#### Brano
Prendo a prestito il titolo di un libro di Massimo Recalcati “Non è piu’ come prima”, per dirmi e dirci che non possiamo indugiare nella nostalgia di tempi andati, di situazioni accadute che non si ripresenteranno. Al contempo non possiamo riporre speranze in grandi idee risolutrici o in pianificazioni miracolose.
In questo quadro si colloca la necessità di ricercare nuove fonti di valore e di sviluppo per le nostre comunità, per i nostri territori.
Alla razionale preoccupazione per il futuro, dobbiamo affiancare la capacità di valorizzare gli elementi di dinamismo e innovazione che pure sono presenti in una parte del sistema produttivo e sociale regionale e possono essere utili a riposizionare in modo efficace il sistema-Marche sulla catena del valore internazionale.
Credo che le Marche possano e debbano avere l’obiettivo prioritario di investire nel “capitale di rete” o “di connessione” sui territori: reti tra imprese, università, parti sociali e altre agenzie formative; reti tra città (sia per la gestione associata dei servizi che per cooperare ai fini dello sviluppo); reti tra pubblico e privato per l’innovazione digitale, reti tra servizi pubblici e privati per le politiche attive del lavoro.
Alla classe politica, che per anni ha mostrato i limiti di un eccesso di localismo e di un deficit di visione, si chiede oggi di svolgere un ruolo di “incubatore”, di “acceleratore” di questa costruzione di reti, con e tra i soggetti istituzionali, sociali ed economici del territorio.

#### Consegna
Riporta il passo del brano sulle Marche che inizia con "Prendo a prestito" e termina con "del valore internazionale.". Fate riferimento soltanto al brano.

#### Righe elencate
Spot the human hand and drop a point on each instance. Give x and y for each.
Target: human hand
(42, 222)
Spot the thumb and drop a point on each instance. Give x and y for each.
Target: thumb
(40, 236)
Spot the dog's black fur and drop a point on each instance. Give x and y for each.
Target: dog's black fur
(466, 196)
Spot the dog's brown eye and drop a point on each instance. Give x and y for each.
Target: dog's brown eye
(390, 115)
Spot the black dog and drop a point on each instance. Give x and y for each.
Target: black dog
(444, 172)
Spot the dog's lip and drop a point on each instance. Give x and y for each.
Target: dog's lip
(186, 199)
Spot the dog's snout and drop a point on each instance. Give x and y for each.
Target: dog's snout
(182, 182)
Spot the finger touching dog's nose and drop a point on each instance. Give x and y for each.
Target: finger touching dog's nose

#### Risultato atteso
Prendo a prestito il titolo di un libro di Massimo Recalcati “Non è piu’ come prima”, per dirmi e dirci che non possiamo indugiare nella nostalgia di tempi andati, di situazioni accadute che non si ripresenteranno. Al contempo non possiamo riporre speranze in grandi idee risolutrici o in pianificazioni miracolose.
In questo quadro si colloca la necessità di ricercare nuove fonti di valore e di sviluppo per le nostre comunità, per i nostri territori.
Alla razionale preoccupazione per il futuro, dobbiamo affiancare la capacità di valorizzare gli elementi di dinamismo e innovazione che pure sono presenti in una parte del sistema produttivo e sociale regionale e possono essere utili a riposizionare in modo efficace il sistema-Marche sulla catena del valore internazionale.